Aim of the task — Put the lines from the records below into a JSON list of strings, one string per line with blank lines omitted. Start with the line containing "Practice step: put one dot on every instance of the ford", continue through the final line of the records, and include no other lines.

Dataset content —
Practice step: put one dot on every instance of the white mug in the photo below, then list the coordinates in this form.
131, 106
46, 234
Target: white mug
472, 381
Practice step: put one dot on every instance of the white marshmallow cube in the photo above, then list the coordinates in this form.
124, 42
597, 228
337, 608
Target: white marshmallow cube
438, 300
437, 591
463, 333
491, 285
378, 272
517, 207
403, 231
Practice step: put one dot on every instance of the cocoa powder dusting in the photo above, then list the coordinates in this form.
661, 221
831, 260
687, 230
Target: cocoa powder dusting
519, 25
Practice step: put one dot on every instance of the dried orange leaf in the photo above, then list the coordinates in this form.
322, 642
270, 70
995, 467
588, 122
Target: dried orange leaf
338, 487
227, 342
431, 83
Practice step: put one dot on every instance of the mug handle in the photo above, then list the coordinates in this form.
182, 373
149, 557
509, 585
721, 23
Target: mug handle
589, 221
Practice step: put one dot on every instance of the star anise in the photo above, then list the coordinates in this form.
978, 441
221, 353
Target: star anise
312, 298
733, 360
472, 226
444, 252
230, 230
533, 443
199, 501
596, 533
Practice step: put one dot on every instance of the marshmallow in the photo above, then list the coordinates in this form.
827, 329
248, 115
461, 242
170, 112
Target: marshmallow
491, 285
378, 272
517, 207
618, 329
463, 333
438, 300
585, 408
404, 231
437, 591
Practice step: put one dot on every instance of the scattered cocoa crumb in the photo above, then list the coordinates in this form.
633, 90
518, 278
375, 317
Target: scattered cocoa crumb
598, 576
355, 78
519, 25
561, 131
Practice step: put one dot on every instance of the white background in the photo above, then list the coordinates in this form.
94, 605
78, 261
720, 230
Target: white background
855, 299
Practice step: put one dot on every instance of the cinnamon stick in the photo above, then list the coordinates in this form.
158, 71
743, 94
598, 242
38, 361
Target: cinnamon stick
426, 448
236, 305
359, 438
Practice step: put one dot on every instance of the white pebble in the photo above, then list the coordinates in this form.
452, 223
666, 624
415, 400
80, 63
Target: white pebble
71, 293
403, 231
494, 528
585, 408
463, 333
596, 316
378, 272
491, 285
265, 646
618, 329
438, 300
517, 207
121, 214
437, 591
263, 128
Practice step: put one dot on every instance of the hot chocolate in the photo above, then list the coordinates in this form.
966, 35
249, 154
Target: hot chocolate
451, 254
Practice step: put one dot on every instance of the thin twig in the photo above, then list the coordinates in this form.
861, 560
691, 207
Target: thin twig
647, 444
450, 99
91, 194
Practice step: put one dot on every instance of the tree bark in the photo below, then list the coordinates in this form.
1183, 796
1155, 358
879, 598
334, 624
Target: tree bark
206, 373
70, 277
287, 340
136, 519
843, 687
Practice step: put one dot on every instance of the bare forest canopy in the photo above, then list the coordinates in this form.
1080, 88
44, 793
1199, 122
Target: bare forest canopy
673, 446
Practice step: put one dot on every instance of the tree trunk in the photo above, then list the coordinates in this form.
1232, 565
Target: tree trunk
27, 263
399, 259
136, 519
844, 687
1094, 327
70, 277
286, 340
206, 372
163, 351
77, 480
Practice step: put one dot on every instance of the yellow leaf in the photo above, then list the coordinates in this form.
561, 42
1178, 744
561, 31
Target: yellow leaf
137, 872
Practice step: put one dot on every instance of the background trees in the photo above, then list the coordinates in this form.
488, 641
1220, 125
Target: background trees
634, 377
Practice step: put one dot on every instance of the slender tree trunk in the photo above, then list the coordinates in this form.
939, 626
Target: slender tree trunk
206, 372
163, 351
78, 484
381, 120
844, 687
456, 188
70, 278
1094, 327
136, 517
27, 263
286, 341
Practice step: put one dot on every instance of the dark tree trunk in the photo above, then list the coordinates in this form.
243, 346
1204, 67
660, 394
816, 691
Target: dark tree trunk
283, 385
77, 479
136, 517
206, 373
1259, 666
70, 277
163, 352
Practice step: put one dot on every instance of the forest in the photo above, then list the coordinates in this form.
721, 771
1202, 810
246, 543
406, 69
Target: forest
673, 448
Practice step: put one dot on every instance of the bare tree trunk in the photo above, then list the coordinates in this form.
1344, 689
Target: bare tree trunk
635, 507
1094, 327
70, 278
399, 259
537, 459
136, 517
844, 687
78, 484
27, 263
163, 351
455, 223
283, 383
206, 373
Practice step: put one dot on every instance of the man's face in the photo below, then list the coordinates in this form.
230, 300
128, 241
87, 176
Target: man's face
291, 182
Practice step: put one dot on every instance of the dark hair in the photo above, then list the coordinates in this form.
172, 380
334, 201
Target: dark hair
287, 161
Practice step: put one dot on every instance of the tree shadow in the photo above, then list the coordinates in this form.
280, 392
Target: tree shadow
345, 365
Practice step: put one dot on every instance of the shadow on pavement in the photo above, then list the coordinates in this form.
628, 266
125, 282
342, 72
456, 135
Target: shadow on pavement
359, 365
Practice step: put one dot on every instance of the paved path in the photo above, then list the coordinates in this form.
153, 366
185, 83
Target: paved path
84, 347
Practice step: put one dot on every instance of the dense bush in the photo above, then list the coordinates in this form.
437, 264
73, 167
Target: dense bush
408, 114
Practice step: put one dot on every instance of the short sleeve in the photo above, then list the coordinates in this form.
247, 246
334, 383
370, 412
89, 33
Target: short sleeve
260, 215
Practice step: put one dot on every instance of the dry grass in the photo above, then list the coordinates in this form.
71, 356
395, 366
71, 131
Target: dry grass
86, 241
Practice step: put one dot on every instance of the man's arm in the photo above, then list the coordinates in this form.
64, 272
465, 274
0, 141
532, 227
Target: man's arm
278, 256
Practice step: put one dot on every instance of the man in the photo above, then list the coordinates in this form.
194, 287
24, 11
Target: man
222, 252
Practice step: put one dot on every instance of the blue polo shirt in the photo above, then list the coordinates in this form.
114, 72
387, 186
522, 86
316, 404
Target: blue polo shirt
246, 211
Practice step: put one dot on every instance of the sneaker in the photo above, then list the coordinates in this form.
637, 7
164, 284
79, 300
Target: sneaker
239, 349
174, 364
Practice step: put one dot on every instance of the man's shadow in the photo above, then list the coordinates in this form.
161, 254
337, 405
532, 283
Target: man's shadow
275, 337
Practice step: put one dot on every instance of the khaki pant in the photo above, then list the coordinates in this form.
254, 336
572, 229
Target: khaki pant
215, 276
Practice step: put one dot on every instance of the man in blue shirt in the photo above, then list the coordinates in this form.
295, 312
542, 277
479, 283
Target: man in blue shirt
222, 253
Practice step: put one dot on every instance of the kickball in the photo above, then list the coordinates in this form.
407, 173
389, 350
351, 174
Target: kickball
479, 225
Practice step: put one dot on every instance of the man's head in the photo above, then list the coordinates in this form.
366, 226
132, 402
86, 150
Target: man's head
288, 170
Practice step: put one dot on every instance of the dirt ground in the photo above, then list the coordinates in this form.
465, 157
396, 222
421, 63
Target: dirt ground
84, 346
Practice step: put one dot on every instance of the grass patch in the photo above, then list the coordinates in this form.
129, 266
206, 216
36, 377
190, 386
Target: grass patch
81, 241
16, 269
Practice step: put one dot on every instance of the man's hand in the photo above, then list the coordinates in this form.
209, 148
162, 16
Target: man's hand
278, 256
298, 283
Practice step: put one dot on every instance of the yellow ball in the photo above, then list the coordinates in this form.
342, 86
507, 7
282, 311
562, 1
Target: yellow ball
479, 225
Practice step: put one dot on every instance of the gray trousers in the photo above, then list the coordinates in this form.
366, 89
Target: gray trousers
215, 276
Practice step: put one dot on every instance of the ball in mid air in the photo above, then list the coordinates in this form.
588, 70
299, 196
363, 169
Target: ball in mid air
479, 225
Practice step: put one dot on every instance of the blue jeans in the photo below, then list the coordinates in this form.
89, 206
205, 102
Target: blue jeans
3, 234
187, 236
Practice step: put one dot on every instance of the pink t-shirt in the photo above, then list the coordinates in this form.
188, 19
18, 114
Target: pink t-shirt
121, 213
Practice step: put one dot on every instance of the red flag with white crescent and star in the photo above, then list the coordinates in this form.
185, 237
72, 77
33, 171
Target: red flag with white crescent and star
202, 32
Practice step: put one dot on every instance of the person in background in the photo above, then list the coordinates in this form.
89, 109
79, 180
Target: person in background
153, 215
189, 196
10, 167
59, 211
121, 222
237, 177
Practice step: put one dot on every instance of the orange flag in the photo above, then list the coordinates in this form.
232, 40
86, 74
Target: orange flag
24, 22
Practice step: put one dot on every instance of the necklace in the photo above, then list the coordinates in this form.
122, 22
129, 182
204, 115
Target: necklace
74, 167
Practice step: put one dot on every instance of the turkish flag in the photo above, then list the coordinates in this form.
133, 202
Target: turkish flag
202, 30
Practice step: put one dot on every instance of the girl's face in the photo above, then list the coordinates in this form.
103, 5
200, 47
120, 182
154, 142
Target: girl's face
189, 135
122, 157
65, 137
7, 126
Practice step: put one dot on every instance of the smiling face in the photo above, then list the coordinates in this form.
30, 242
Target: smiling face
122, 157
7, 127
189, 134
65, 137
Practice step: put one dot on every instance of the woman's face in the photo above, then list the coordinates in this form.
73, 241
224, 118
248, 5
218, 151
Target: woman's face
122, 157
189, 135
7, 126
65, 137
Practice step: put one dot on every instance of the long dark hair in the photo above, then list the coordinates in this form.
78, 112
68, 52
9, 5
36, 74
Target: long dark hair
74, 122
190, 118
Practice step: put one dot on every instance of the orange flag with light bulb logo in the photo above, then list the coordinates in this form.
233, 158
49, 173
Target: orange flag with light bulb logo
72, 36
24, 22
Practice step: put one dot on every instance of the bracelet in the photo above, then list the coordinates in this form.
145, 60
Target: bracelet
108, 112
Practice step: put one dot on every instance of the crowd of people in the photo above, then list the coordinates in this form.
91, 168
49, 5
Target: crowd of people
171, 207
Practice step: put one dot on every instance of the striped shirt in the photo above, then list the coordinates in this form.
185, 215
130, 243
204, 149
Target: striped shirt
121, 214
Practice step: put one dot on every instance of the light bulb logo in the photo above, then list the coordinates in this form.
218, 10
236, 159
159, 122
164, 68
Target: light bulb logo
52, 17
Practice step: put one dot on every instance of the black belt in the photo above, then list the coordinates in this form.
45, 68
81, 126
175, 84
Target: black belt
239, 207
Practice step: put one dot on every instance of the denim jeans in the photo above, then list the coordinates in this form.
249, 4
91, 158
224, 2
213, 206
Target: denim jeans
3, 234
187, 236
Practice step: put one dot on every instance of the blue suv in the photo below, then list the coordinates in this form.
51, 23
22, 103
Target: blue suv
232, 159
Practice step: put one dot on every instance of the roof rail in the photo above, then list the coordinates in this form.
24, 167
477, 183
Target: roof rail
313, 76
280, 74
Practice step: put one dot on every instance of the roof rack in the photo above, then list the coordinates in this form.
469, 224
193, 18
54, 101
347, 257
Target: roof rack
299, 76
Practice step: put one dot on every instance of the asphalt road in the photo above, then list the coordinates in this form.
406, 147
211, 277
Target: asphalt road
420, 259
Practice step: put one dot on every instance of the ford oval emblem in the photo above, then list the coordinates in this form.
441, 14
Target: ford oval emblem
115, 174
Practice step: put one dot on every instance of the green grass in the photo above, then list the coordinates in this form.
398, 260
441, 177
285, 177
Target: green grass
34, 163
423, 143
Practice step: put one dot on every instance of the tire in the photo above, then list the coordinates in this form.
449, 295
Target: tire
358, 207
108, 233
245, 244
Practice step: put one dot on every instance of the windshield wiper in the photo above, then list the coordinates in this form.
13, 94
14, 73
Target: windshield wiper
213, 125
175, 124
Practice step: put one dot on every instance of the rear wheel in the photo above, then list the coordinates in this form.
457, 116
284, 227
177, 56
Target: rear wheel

Complete output —
[
  "Practice step: put one dot on every instance of the ford oval emblem in the photo above, then list the coordinates in this form.",
  "441, 14",
  "Target: ford oval emblem",
  "115, 174",
  "Practice step: put one dot on every instance of the green grass in the photo above, then list the coordinates in this form.",
  "398, 260",
  "441, 177",
  "285, 177",
  "Target: green grass",
  "34, 163",
  "423, 143",
  "Practice step: put one dot on every instance of the tire in the photo above, then list the coordinates in this form.",
  "449, 295",
  "Target: tire",
  "358, 207",
  "108, 233",
  "245, 244",
  "Practice step: put one dot on every instance of the windshield wiper in the photo above, then list the coordinates in this form.",
  "13, 94",
  "14, 73",
  "Target: windshield wiper",
  "213, 125",
  "175, 124",
  "Practice step: put one dot on every instance of the rear wheel in the photo above, then list the coordinates in this form.",
  "457, 116",
  "284, 227",
  "177, 56",
  "Target: rear wheel"
]